Records held in a dataset:
--------------------------------

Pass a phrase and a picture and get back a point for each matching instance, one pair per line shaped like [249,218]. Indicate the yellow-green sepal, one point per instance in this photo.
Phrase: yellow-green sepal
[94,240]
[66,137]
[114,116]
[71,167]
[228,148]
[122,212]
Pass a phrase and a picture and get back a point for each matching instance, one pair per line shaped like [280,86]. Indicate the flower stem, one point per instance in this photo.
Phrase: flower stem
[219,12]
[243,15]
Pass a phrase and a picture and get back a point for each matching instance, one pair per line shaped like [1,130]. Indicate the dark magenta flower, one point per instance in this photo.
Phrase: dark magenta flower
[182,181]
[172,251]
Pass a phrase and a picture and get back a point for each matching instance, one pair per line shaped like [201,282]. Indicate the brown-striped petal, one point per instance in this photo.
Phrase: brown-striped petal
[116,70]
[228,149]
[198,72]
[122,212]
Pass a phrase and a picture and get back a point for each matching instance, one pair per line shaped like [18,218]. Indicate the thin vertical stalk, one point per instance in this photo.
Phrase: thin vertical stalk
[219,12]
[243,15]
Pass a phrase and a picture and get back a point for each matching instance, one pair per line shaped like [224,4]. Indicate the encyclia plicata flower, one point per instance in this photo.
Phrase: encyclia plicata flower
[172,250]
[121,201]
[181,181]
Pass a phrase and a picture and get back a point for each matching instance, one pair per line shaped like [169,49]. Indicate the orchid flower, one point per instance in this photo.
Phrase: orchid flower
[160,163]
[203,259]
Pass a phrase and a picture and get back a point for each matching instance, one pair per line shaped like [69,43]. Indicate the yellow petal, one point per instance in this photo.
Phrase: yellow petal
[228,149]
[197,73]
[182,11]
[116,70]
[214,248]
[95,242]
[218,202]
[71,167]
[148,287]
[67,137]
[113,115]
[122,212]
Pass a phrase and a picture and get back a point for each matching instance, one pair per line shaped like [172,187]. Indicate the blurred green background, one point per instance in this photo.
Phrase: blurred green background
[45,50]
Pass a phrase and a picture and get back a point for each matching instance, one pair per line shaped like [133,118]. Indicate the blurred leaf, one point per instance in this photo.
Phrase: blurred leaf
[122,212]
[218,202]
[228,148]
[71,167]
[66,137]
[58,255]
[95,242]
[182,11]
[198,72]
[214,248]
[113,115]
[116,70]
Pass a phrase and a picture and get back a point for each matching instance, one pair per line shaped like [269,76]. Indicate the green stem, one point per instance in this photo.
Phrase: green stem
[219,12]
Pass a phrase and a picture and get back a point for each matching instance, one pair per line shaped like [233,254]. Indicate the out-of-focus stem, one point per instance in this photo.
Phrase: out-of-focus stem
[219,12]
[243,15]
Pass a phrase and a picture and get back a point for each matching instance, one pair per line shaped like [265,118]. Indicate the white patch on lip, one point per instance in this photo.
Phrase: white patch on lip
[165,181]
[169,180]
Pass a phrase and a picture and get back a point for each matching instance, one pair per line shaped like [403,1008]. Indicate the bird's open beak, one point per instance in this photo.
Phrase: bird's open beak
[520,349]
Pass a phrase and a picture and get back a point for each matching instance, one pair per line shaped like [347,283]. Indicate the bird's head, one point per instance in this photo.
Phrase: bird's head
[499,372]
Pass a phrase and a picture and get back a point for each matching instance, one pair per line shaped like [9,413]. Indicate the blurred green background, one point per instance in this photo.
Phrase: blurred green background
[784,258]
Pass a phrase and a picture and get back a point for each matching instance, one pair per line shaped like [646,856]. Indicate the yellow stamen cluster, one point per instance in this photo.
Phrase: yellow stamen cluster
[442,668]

--------------------------------

> **Instructions for the task**
Retype the entries above word for word, from the line containing "shaped like [269,76]." through the last line of the entries, including both of those lines.

> **Response to this task**
Pass a phrase and a picture and get back a point for each matching instance, one pair per line shaped like [269,76]. Indicate the green stem, one point per instance in this photo.
Phrase: green stem
[219,12]
Pass a phrase and a picture and get back a point for each matching instance, one pair per line shaped like [233,254]. Indicate the out-of-focus stem, one point per instance in this photo.
Phrase: out-of-focus stem
[219,12]
[243,15]
Pass a phrase and a picture and get back a point for each matching instance, one pair per line shaped like [265,118]. Indicate the white patch on lip, one point per instance in this photo.
Phrase: white patch on lip
[165,181]
[169,180]
Pass a phrase and a picture and get back a point for each matching instance, one pair per line shaped like [403,1008]. Indicate the bird's open beak, one point per instance in this photo.
Phrase: bird's open beak
[520,349]
Pass a phrase and a picture and get back a point for each matching instance, one pair per line shaped like [347,283]. Indicate the bird's head, one point per instance in this photo.
Phrase: bird's head
[499,372]
Pass a phrase and a picture and get back a point for each matching instance, one pair per line shaped like [9,413]. Indicate the blurred green background, one point per instance in this photo.
Phrase: blurred green background
[784,258]
Pass a phrase and a picture and get back a point for each matching instance, one pair per line shaped like [646,856]. Indicate the yellow stamen cluster, one point per instance in this photo.
Phrase: yellow stamen cluster
[442,668]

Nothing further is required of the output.